__PAGE TEXT__.
▼

Kaspen is likely a modern form related to Casper, from Persian roots meaning "treasurer" or "keeper of treasure."
Kaspen is a creative variant of the ancient name Caspar — or Kaspar, Casper, Gaspar — one of the most storied names in the Western tradition. The three Magi of Christian legend, whose names are not given in the Gospels, were assigned by later tradition as Melchior, Balthasar, and Gaspar, the last of whom came to be associated with the youngest of the three wise men, said to have brought frankincense to the infant Jesus. The name itself is thought to derive from the Persian Jaspar or Gathaspar, possibly meaning 'treasurer' or 'master of the treasure,' a fitting name for one of the gift-bearing kings.
Across European languages the name took on distinct local flavors: Gaspard in French, Gaspare in Italian, Kaspar in German and Dutch, Caspar in English. The German Kaspar gave the world Kaspar Hauser, the mysterious nineteenth-century foundling whose disputed origin story became one of the great enigmas of European Romanticism, inspiring novels, plays, and Werner Herzog's celebrated 1974 film. This association lends the name a certain romantic strangeness, a quality of arriving from elsewhere, of unknown depths.
The spelling Kaspen softens the ending, giving it a more contemporary Nordic feel — it echoes names like Aspen and Soren while keeping the deep historical resonance of Caspar intact. This updated spelling began appearing in the early 2000s as parents sought alternatives to the more familiar Casper, partly freed from its association with the cartoon ghost. Kaspen strikes a balance between ancient and fresh, weighty and wearable.

▲

__ACTIONS TO TAKE__.
- A) According to the page on the name Kaspen, what gift was Gaspar said to have brought to the infant Jesus?
- B) Extract the part of the page on the name Kaspen that runs from "Kaspen is a" up to and including "the gift-bearing kings.", word for word.

__DATASET CONTENT__.

▼

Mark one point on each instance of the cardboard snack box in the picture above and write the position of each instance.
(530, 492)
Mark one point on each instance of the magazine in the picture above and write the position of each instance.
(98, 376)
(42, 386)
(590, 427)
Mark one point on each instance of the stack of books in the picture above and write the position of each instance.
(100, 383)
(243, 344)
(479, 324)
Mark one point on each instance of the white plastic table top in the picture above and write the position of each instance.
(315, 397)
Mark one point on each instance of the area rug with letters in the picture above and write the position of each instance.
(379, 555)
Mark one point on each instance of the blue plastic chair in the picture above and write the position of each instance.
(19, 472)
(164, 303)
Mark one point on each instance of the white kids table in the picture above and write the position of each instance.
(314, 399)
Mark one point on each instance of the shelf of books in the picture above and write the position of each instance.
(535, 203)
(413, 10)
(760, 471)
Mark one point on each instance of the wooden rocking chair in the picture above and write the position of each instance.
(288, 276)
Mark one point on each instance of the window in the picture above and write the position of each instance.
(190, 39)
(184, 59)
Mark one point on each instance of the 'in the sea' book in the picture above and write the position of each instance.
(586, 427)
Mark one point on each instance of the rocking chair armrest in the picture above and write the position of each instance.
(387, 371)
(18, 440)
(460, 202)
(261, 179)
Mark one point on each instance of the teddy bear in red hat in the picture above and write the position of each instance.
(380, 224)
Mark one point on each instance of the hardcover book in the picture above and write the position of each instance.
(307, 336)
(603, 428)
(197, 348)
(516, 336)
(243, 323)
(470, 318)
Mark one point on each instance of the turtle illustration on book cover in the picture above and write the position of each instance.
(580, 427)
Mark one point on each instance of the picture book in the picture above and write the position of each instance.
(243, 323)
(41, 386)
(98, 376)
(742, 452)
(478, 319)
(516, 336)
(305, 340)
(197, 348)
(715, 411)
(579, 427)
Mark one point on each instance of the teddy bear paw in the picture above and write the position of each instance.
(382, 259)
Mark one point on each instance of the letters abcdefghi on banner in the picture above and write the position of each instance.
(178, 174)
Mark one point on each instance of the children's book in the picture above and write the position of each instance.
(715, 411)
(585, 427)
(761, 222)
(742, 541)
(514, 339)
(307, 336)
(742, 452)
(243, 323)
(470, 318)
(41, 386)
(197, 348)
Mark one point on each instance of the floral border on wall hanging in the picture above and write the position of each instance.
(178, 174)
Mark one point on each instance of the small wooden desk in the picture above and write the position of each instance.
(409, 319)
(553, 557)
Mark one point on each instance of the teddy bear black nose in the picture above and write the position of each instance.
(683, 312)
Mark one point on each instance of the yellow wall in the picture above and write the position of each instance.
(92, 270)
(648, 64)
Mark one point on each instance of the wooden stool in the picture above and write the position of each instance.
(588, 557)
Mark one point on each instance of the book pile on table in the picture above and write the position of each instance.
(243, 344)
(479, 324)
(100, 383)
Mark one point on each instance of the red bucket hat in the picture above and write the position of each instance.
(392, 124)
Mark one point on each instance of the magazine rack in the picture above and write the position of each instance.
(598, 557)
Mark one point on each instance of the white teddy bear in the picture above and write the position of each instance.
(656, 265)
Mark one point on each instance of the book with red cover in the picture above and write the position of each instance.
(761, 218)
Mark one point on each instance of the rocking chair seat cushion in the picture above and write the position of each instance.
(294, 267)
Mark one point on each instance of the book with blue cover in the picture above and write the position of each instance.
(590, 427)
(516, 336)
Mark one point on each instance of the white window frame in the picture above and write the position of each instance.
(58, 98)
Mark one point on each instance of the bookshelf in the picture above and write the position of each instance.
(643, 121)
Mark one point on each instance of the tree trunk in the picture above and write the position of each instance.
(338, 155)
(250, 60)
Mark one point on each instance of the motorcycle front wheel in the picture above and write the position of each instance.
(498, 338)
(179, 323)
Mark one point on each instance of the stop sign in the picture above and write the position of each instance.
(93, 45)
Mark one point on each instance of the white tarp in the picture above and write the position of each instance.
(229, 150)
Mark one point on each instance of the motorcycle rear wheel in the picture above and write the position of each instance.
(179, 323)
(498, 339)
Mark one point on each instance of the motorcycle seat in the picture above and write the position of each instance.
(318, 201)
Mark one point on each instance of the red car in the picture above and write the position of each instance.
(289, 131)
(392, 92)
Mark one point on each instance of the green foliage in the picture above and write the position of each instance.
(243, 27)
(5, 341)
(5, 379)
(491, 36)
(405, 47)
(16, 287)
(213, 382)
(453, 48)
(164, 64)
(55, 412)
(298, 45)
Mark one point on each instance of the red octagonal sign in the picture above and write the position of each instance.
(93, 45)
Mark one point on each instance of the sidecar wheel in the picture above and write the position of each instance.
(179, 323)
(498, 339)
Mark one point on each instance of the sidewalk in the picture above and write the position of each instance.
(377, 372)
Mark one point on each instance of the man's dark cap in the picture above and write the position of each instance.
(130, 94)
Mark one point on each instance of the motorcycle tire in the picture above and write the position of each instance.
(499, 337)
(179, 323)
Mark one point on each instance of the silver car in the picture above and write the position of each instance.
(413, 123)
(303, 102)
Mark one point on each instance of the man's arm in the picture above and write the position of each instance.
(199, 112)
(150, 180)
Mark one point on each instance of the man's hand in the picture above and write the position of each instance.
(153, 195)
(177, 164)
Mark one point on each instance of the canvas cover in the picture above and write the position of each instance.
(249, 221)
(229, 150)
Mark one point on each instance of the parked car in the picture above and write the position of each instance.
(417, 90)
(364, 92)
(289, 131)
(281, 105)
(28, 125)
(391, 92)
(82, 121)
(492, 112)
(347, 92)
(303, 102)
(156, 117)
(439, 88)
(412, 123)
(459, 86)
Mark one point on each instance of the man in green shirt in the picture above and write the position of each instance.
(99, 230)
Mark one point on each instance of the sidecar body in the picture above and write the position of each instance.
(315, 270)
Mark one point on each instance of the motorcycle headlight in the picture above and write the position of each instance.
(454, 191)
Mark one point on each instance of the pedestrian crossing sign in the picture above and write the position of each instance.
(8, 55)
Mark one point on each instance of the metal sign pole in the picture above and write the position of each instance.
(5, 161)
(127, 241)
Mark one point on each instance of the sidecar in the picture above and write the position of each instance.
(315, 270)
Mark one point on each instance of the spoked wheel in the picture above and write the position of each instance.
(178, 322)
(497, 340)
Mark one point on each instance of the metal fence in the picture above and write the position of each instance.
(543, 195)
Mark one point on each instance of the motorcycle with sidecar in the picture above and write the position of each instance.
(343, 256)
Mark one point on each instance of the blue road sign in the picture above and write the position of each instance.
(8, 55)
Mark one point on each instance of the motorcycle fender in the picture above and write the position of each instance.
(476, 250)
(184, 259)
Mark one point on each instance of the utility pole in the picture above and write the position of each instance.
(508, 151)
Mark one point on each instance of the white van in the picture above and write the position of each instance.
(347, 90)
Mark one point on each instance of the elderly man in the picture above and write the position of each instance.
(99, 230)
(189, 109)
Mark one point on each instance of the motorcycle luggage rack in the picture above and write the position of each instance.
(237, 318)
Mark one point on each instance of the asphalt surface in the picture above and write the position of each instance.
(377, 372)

▲

__OUTPUTS FOR THE TASKS__.
- A) Frankincense.

- B)
Kaspen is a creative variant of the ancient name Caspar — or Kaspar, Casper, Gaspar — one of the most storied names in the Western tradition. The three Magi of Christian legend, whose names are not given in the Gospels, were assigned by later tradition as Melchior, Balthasar, and Gaspar, the last of whom came to be associated with the youngest of the three wise men, said to have brought frankincense to the infant Jesus. The name itself is thought to derive from the Persian Jaspar or Gathaspar, possibly meaning 'treasurer' or 'master of the treasure,' a fitting name for one of the gift-bearing kings.